Tory MP Geoffrey Cox Apologises For Failing To Declare 'Forgotten' £400,000 Of Income; Was Too Busy Setting Up Office In Mauritius

Highest Paid MP Makes One-Minute Apology For 'Forgotten' £400k

A millionaire Tory MP has been forced to apologise for failing to declare £400,000 of income – but blamed the blunder on him being too busy setting up his law firm in Dubai and Mauritius.

Geoffrey Cox, a practising barrister and the highest earning MP in Parliament, stunned colleagues by also suggesting that he simply hadn’t noticed the money coming into his account because his clerk had fallen ill.

Standards watchdog Kathryn Hudson published a scathing report today on Mr Cox’s failure to register his full earnings, declaring he had committed a serious breach of the Code of Conduct for Parliament.

But the Commons Standards Committee – which Mr Cox used to sit on and was forced to resign from – decided only to ask him to apologise. No further sanction was applied.

■ Entries supplied
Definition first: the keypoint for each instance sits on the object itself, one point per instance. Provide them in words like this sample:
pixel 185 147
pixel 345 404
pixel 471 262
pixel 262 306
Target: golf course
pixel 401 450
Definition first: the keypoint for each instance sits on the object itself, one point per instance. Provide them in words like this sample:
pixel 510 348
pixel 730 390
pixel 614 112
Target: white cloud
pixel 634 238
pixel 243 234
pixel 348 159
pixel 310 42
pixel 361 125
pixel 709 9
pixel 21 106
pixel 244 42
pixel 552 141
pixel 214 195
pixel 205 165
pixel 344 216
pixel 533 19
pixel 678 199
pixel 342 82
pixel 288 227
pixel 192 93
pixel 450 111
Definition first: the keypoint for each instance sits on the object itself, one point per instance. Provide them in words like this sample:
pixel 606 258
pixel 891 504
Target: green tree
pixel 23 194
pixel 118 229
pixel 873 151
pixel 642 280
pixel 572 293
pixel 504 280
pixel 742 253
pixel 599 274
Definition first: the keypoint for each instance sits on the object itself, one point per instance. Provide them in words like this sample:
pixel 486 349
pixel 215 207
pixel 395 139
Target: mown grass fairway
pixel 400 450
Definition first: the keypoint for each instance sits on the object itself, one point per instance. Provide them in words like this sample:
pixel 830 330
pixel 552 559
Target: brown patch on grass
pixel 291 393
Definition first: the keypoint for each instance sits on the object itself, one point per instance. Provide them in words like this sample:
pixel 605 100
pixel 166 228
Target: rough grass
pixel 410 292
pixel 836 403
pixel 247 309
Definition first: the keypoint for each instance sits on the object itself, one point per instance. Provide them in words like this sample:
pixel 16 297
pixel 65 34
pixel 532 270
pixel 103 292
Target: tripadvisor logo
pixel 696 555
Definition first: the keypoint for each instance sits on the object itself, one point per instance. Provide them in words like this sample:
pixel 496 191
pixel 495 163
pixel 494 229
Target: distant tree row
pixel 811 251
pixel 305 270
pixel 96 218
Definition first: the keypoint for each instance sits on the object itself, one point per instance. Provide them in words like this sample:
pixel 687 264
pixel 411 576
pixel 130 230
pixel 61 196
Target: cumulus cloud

■ About this exercise
From the article above on Geoffrey Cox's undeclared income, extract the passage from "Highest Paid MP" to "Conduct for Parliament." word for word.

■ Exercise output
Highest Paid MP Makes One-Minute Apology For 'Forgotten' £400k

A millionaire Tory MP has been forced to apologise for failing to declare £400,000 of income – but blamed the blunder on him being too busy setting up his law firm in Dubai and Mauritius.

Geoffrey Cox, a practising barrister and the highest earning MP in Parliament, stunned colleagues by also suggesting that he simply hadn’t noticed the money coming into his account because his clerk had fallen ill.

Standards watchdog Kathryn Hudson published a scathing report today on Mr Cox’s failure to register his full earnings, declaring he had committed a serious breach of the Code of Conduct for Parliament.